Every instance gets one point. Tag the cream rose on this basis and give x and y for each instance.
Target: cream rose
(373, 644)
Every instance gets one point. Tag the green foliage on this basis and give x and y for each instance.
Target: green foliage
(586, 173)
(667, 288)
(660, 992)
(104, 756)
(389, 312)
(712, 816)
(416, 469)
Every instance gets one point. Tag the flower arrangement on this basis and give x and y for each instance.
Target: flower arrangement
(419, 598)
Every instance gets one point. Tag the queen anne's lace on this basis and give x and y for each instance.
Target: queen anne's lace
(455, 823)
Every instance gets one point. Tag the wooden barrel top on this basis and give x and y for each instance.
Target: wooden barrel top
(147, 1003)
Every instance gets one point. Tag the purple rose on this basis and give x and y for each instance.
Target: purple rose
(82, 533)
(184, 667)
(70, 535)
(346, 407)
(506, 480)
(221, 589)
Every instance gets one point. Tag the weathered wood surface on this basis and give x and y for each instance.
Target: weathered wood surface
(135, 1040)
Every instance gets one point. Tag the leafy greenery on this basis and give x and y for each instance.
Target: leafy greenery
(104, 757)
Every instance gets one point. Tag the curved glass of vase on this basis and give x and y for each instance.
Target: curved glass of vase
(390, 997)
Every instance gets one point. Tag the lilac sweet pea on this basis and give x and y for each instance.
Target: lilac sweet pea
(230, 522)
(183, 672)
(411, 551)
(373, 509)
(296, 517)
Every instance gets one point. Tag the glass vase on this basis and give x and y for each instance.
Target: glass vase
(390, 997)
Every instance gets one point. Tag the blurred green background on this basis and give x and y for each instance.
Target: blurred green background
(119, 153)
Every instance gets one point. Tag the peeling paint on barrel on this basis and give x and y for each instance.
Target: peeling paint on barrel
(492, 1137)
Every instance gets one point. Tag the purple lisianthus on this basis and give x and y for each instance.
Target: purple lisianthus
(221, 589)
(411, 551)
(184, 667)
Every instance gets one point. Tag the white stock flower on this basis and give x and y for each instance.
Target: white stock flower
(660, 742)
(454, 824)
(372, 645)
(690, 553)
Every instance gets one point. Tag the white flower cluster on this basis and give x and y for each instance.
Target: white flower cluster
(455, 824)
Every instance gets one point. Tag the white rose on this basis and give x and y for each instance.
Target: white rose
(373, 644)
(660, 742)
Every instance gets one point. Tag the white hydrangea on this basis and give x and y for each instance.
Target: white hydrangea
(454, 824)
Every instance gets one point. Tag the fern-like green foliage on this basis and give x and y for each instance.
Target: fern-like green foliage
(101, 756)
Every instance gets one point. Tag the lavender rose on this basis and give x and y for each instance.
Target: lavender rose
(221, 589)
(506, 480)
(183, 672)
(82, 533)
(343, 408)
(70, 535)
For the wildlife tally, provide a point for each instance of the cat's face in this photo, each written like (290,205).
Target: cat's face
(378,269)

◆ ◆ ◆ ◆ ◆

DIRECTIVE:
Transcribe the data word for word, starting at the line that contains "Every instance gets one point. Tag the glass" and ending at the last line of the data.

REPLY TO THE EXERCISE:
Every instance gets one point. Tag the glass vase on this basis and give x and y for each instance.
Target: glass vase
(390, 997)
Every instance gets one point. Tag the blurred green background on this basis and give x and y for each instance.
Target: blurred green background
(119, 153)
Every instance gets one point. Tag the peeling paint on barrel on this basis and give x and y for each instance.
Target: peeling paint on barrel
(492, 1137)
Every instance gets one point. Tag the purple lisianthus on this basis and give x and y for each instance.
Target: purple lisianthus
(221, 589)
(411, 551)
(184, 667)
Every instance gets one point. Tag the white stock flower on this basis and give x and y for each instance.
Target: white stock flower
(660, 742)
(454, 824)
(372, 645)
(690, 553)
Every instance gets one point. Tag the white flower cluster on this basis and give x and y for each instance.
Target: white flower cluster
(455, 824)
Every instance gets one point. Tag the white rose on this basis and give x and y for each instance.
Target: white rose
(373, 644)
(660, 742)
Every instance gets one point. Tag the white hydrangea on this basis and give x and y for each instance.
Target: white hydrangea
(454, 824)
Every instance gets one point. Tag the fern-like green foliage on this basis and give x and y for each instance.
Target: fern-like green foliage
(101, 756)
Every instance gets one point. Tag the lavender rose on this basis and give x and y for each instance.
Target: lavender rose
(221, 589)
(506, 480)
(183, 672)
(82, 533)
(343, 408)
(70, 535)
For the wildlife tally, provide a point for each instance of the cat's face in this photo, each written like (290,205).
Target: cat's face
(378,269)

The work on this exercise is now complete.